____ DATA FOR THIS EXERCISE

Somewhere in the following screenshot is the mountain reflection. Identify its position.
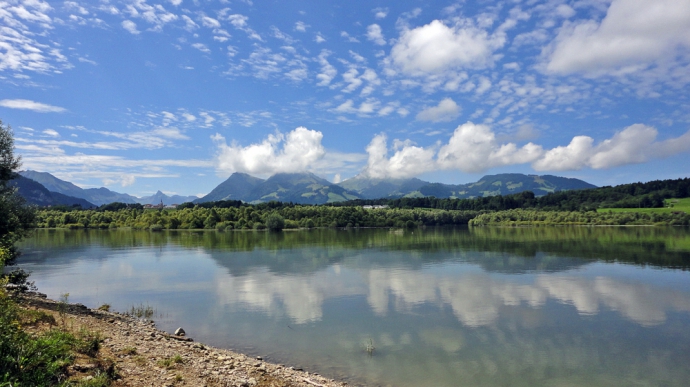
[18,227,690,386]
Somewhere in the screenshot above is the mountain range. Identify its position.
[19,171,198,207]
[194,172,596,204]
[13,171,596,208]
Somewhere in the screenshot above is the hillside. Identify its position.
[337,175,430,199]
[10,175,96,208]
[194,172,264,203]
[243,173,359,204]
[136,191,198,206]
[19,171,137,206]
[419,173,596,199]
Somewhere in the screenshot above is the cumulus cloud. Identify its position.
[389,20,505,75]
[365,134,436,179]
[316,50,338,86]
[364,122,544,178]
[545,0,690,74]
[43,129,60,137]
[122,20,139,35]
[212,127,326,176]
[438,122,543,172]
[532,124,690,171]
[417,98,462,122]
[367,24,386,46]
[295,21,308,32]
[0,99,65,113]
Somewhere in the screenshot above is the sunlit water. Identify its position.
[18,227,690,386]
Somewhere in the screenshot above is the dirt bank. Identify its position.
[17,294,354,387]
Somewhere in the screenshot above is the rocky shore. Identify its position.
[17,293,354,387]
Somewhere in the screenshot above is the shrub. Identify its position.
[266,213,285,231]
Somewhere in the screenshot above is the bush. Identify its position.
[266,213,285,231]
[0,296,80,386]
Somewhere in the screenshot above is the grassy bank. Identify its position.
[597,198,690,214]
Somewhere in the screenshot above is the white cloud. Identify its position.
[532,124,690,171]
[316,50,338,86]
[372,8,389,19]
[182,15,199,32]
[340,31,359,43]
[0,99,65,113]
[43,129,60,137]
[201,16,220,28]
[389,20,505,75]
[364,134,436,179]
[544,0,690,75]
[212,127,326,176]
[295,21,309,32]
[342,68,364,93]
[367,24,386,46]
[438,122,543,172]
[122,20,140,35]
[192,43,211,54]
[416,98,462,122]
[363,122,543,178]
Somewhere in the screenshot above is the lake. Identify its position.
[18,227,690,386]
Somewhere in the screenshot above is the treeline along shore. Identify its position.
[36,178,690,231]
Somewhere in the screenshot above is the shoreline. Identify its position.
[13,292,349,387]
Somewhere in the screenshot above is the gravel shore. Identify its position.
[18,293,348,387]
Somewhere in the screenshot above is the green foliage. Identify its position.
[470,209,690,226]
[266,213,285,231]
[125,304,156,319]
[37,202,478,231]
[0,297,79,386]
[156,355,184,370]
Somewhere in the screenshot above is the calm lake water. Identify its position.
[18,227,690,386]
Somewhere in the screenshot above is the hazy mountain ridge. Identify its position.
[19,171,138,206]
[10,175,96,208]
[338,173,596,199]
[194,172,265,203]
[20,171,596,206]
[243,172,359,204]
[136,191,198,205]
[419,173,597,199]
[337,175,430,199]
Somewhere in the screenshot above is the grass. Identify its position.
[0,292,116,387]
[157,355,184,370]
[597,198,690,214]
[125,304,156,319]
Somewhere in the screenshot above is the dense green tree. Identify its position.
[0,121,35,273]
[266,212,285,231]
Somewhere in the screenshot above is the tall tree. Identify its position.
[0,121,36,273]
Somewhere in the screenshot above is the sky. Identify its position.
[0,0,690,196]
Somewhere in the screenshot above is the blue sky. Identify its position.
[0,0,690,196]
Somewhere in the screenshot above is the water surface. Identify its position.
[14,227,690,386]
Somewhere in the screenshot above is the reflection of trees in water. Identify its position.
[18,227,690,273]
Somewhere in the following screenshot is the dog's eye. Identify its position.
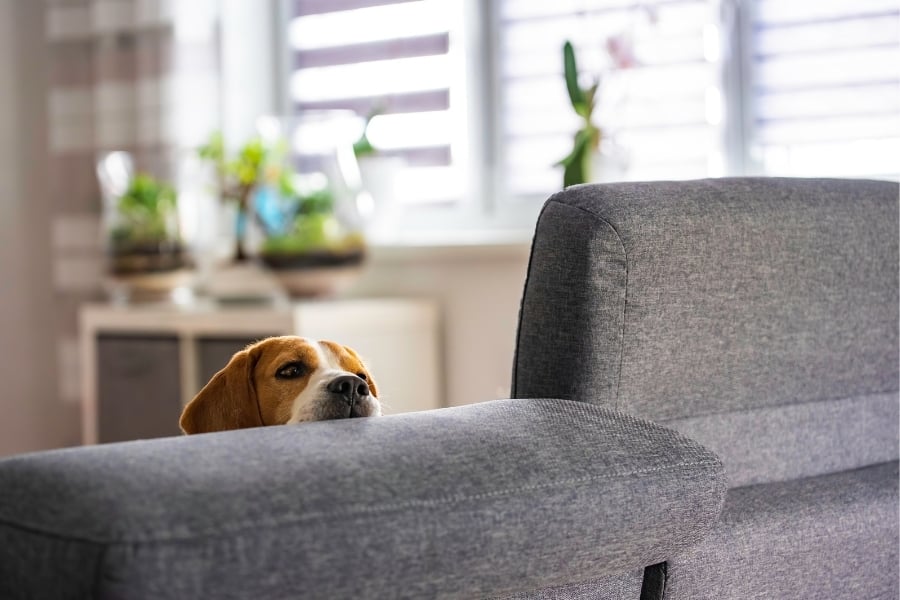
[275,363,306,379]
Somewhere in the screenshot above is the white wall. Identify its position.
[0,0,79,456]
[352,243,529,406]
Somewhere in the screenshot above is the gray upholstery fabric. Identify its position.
[663,392,900,487]
[0,400,725,600]
[513,178,900,420]
[665,462,900,600]
[504,569,644,600]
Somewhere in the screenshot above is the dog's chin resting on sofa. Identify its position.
[180,336,381,434]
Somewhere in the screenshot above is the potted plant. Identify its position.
[557,41,602,187]
[198,132,274,262]
[556,36,632,187]
[97,152,189,295]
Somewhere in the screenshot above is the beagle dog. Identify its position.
[179,336,381,434]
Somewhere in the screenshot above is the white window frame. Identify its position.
[262,0,900,243]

________

DESCRIPTION OF THE TASK -> Rewrite all of the material above with each "screenshot" changed to "image" and nothing else altered, omitting the pictures.

RESULT BELOW ->
Somewhere in the following image is the mountain reflection. Identify its position.
[18,227,690,386]
Somewhere in the image above is the mountain range. Identify its position.
[19,171,198,207]
[194,172,596,204]
[13,171,596,208]
Somewhere in the image above is the hillside. Identify its position.
[337,175,430,199]
[10,175,96,208]
[194,172,264,203]
[243,173,359,204]
[136,191,198,206]
[19,171,137,206]
[419,173,596,199]
Somewhere in the image above is the cumulus cloud. Identify its position.
[389,20,505,75]
[365,134,436,179]
[316,50,338,86]
[364,122,544,178]
[545,0,690,74]
[43,129,60,137]
[122,20,139,35]
[212,127,326,176]
[438,122,543,172]
[532,124,690,171]
[417,98,462,122]
[367,24,386,46]
[295,21,308,32]
[0,99,65,113]
Somewhere in the image above is the sunlit water. Identify its position.
[18,227,690,386]
Somewhere in the image above is the dirt bank. Identify its position.
[17,294,354,387]
Somewhere in the image above is the rocky shore. Identify its position.
[17,293,354,387]
Somewhere in the image above is the shrub. Identify its position.
[266,213,285,231]
Somewhere in the image above is the bush. Identify its position.
[266,213,285,231]
[0,296,80,386]
Somewhere in the image above is the grassy bank. Identify its position.
[597,198,690,214]
Somewhere in the image above is the white cloud. Identify its position.
[532,124,690,171]
[316,50,338,86]
[372,8,389,19]
[182,15,199,32]
[340,31,359,43]
[0,99,65,113]
[43,129,60,137]
[201,16,220,28]
[389,20,505,75]
[364,134,436,179]
[544,0,690,75]
[212,127,326,176]
[295,21,309,32]
[342,68,364,93]
[367,24,386,46]
[438,122,543,172]
[122,20,140,35]
[192,43,211,54]
[416,98,462,122]
[363,122,543,178]
Somewhere in the image above is the lake. Identify its position.
[18,227,690,386]
Somewhere in the image above is the treeline along shore. Identify its position.
[36,178,690,231]
Somewhere in the image above is the shoreline. Identify its position.
[13,292,349,387]
Somewhere in the image above is the gravel shore. Identify its position.
[18,293,348,387]
Somewhere in the image above is the green foliage. Identify its position.
[470,209,690,226]
[266,213,285,231]
[125,304,156,319]
[37,202,478,231]
[0,297,79,386]
[156,355,184,370]
Somewhere in the image above is the calm lake water. Identify its position.
[18,227,690,386]
Somewhere in the image above is the hazy mountain ridge. Identify its position.
[19,171,138,206]
[10,175,96,208]
[338,173,596,199]
[194,172,265,203]
[20,171,596,206]
[243,172,359,204]
[136,191,198,205]
[419,173,597,199]
[337,175,430,199]
Somewhere in the image above is the grass. Identify its position.
[0,292,116,387]
[157,355,184,370]
[597,198,690,214]
[125,304,156,319]
Somewhere in the image above is the dense green tree. Identify its position.
[0,121,35,273]
[266,212,285,231]
Somewhere in the image above is the tall tree. Identify its position.
[0,121,36,273]
Somewhere in the image above is the sky. Identify its position.
[0,0,690,196]
Somewhere in the image above is the blue sky. Identify its position.
[0,0,690,196]
Somewhere in the image above is the water surface. Identify its position.
[14,227,690,386]
Somewhere in the image above is the reflection of trees in water. Identify its position.
[18,227,690,273]
Somewhere in the following image is the dog's eye. Identify its position.
[275,363,306,379]
Somewhere in the image above is the white wall. Identify its position.
[0,0,79,456]
[352,243,529,406]
Somewhere in the image above is the gray upholstery fabric. Identify its position.
[663,392,900,487]
[0,400,725,600]
[513,178,900,420]
[665,462,900,600]
[504,569,644,600]
Somewhere in the image above is the dog's chin resting on sofa. Identify its position.
[180,336,381,434]
Somewhere in the image above is the potted plant. Identify its position.
[557,41,602,187]
[198,132,274,262]
[556,36,632,187]
[97,152,189,295]
Somewhere in the image above is the beagle dog. Identify its position.
[179,336,381,434]
Somewhere in the image above is the white window frame. Identify its position.
[262,0,900,243]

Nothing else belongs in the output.